WORK INSTRUCTIONS:
Retype the entries exactly; omit all pictures.

--- SOURCE DATA Enclosed Below ---

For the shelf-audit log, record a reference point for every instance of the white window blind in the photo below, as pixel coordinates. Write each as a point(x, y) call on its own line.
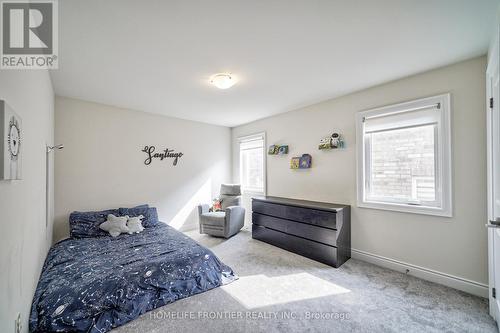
point(252, 167)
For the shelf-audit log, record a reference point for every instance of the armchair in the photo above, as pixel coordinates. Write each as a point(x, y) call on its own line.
point(230, 220)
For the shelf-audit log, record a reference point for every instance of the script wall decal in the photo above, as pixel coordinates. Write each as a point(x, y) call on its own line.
point(161, 155)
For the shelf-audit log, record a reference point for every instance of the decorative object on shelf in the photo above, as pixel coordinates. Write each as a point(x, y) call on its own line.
point(216, 205)
point(10, 137)
point(283, 150)
point(305, 161)
point(166, 153)
point(335, 141)
point(278, 150)
point(301, 162)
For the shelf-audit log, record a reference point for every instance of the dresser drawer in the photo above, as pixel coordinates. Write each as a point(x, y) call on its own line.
point(305, 215)
point(311, 232)
point(316, 251)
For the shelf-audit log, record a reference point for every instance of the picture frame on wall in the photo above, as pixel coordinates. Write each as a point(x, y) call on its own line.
point(11, 135)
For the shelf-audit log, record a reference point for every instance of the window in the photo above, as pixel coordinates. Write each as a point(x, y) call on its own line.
point(252, 163)
point(404, 159)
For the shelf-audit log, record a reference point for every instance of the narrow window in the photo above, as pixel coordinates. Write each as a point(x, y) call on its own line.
point(252, 167)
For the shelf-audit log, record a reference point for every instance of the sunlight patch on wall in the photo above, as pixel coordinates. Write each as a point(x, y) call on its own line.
point(202, 195)
point(249, 291)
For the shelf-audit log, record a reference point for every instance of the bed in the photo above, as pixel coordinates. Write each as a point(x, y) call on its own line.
point(93, 284)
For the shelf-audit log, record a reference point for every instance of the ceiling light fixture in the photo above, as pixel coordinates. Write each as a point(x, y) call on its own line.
point(223, 80)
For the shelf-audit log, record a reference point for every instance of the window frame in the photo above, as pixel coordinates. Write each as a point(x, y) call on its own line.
point(264, 161)
point(443, 151)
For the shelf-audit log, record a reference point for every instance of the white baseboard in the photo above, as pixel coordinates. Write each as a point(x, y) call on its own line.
point(468, 286)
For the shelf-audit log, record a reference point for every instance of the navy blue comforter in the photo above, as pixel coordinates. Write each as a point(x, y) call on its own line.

--- End of Enclosed SOURCE DATA ---

OUTPUT BELOW:
For the shelf-audit log, record a reference point for every instance of the white window blind in the photo below, as pixel coordinates. Write each as a point(x, y) call on its own line.
point(252, 167)
For the shelf-audit log, record a reference point for every instance of the armchair in the photo above, as pixel coordinates. Write each as a point(x, y) call on its own line.
point(230, 220)
For the shelf-audit log, record a reference point for every instance of the script wall decal in the photo above, as pixel coordinates. Write each as a point(x, y) call on its own line.
point(161, 155)
For the shelf-audit log, record a reference point for every instance of the decorative object on shelf in the photo above, as pixel coordinates. Write each as a point(x, y) call on its own line.
point(216, 205)
point(10, 137)
point(283, 150)
point(305, 161)
point(166, 153)
point(335, 141)
point(278, 150)
point(301, 162)
For the shelf-audit log, record a reference point for every instance of the dresser drawer in the photo above, as pixel coordinates. Write each as a point(x, y) call on its own line.
point(305, 215)
point(311, 232)
point(316, 251)
For the shelf-audit log, record a reference point for every instance of the picture frame on wall in the photo above, as pixel coordinates. Write each as a point(x, y) call on its own line.
point(11, 135)
For the shelf-audit log, record a reference point for every instance of the window in the photo above, as pixel coordinates. Write each as a point(x, y) call on its own line.
point(252, 163)
point(404, 159)
For the shelf-audit log, record a reference point for every instance of the narrow window in the photo above, as pixel coordinates. Write each as a point(x, y) call on its own line.
point(252, 167)
For the shelf-audit log, record a reference point for every instance of the sunlight patch on wall in the photo above, as pixel coordinates. Write each as a point(x, y) call on its own line.
point(202, 195)
point(249, 291)
For the shelf-audit log, record a reference point for every instance of the bed in the photo above, as pixel coordinates. Write each as a point(x, y) call on its own line.
point(93, 284)
For the shelf-audit log, record a reference point for every instance of the ceiling light fixture in the photo above, as pixel coordinates. Write each as a point(x, y) call on its own line.
point(223, 80)
For the shelf-audit log, record a reference point for every instance of the window frame in the photo above, as pixel coordinates. Write each as a point(x, y) call on its own line.
point(264, 161)
point(443, 151)
For the shelf-audit log, record a reference point for every instance of the white baseboard in the photo above, as pixel coordinates. Write each as a point(x, y) call on its own line.
point(468, 286)
For the shelf-audit log, record a reference point for every instance of the navy blue comforter in the photo above, as pixel coordinates. Write each as a point(x, y) call on its own line.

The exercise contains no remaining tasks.